## TEXTE FOURNI
# # # #
La question de l’avortement doit aussi être affrontée en dehors d’une accusation pure et simple. Car quand elle se pose pour les femmes, ce n’est jamais dans une situation simple ni pure. Il faut admettre le constat que la dépénalisation de l’avortement a partout fait diminuer le nombre d’avortement, avec un gain énorme sur la santé des femmes qui y ont eu recours. La première manière de faire diminuer le nombre d’avortement, c’est l’information sur des moyens de contraception réalistes. Ensuite, il s’agit aussi que les hommes soient responsabilisés vis-à-vis des conséquences d’une relation sexuelle. Pour cela il faut encore et toujours promouvoir l’égalité entre femmes et hommes qui n’est aujourd’hui nulle part acquise, et l’on constate plutôt des régressions. On constate, en particulier en France, la persistance des inégalités économiques entre femmes et hommes. La pastorale a aussi un rôle à jouer sur ces questions, par l’exemplarité de la répartition des tâches pastorales selon des critères de compétences et de vocation personnelles.
# # # #
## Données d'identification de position
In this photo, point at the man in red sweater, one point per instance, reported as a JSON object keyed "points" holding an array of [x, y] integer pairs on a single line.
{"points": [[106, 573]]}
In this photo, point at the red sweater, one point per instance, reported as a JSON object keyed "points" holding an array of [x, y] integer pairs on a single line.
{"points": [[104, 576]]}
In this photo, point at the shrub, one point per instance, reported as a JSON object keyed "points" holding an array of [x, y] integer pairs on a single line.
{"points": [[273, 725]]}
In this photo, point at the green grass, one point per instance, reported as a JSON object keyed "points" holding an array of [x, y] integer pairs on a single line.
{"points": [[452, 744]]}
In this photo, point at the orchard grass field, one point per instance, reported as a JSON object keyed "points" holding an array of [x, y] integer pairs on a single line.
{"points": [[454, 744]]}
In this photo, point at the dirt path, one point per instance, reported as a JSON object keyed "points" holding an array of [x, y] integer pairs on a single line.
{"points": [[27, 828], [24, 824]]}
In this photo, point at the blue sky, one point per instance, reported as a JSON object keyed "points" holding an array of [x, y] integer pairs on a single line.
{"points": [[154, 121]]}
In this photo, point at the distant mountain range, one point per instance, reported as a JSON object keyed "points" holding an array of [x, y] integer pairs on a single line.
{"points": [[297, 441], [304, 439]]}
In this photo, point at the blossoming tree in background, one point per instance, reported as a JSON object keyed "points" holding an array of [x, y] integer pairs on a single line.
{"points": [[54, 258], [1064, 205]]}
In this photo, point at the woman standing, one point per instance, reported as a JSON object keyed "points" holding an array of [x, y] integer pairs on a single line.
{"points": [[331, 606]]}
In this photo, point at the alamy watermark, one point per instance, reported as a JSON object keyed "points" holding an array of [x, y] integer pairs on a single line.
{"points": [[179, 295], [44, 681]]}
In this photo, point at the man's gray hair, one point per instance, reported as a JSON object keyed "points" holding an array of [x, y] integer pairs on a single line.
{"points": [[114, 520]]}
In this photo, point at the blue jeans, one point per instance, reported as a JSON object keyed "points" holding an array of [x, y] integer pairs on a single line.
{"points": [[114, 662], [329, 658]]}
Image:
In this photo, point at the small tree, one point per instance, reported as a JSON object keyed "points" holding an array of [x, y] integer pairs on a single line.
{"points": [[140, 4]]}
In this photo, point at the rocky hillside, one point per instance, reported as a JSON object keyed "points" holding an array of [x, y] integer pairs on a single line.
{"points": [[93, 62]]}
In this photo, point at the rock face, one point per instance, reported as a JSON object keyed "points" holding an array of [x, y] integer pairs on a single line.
# # # #
## EXERCICES
[1] Répondez aux questions suivantes en vous appuyant sur le texte consacré à l'avortement.
(a) Quel effet la dépénalisation de l'avortement a-t-elle eu partout sur le nombre d'avortements ?
(b) Quelle est la première manière de faire diminuer le nombre d'avortements ?
(c) Quelle persistance constate-t-on en particulier en France ?
[2] Poursuivez le texte consacré à l'avortement après sa dernière phrase.

## CORRIGÉ DES EXERCICES
[1]
(a) Elle a fait diminuer le nombre d'avortements.
(b) L'information sur des moyens de contraception réalistes.
(c) La persistance des inégalités économiques entre femmes et hommes.

[2]
Si nous voulons transmettre la Foi à nous enfants, vivons la Foi, accueillons les dans la Foi. L’amour qui peut se vivre dans un couple est sujet de Foi. Il peut être à « l’image et la ressemblance de Dieu », de l’amour de Dieu pour l’humanité. C’est, il me semble, la principale raison pour laquelle le mariage est un sacrement. Le travail de discernement, de prévention, voire de condamnation, qui incombe à l’Eglise, ne peut se faire qu’après le travail d’accueil bienveillant et de bénédiction des amours humaines, sans a priori. « Jamais en Israël je n’ai vu une Foi aussi grande ! ». De combien de couple autour de nous, hors de l’Eglise, indifférents ou même hostile à l’Eglise, nous pouvons néanmoins dire « jamais dans l’Eglise je n’ai vu d’amour aussi grand et beau ! » ?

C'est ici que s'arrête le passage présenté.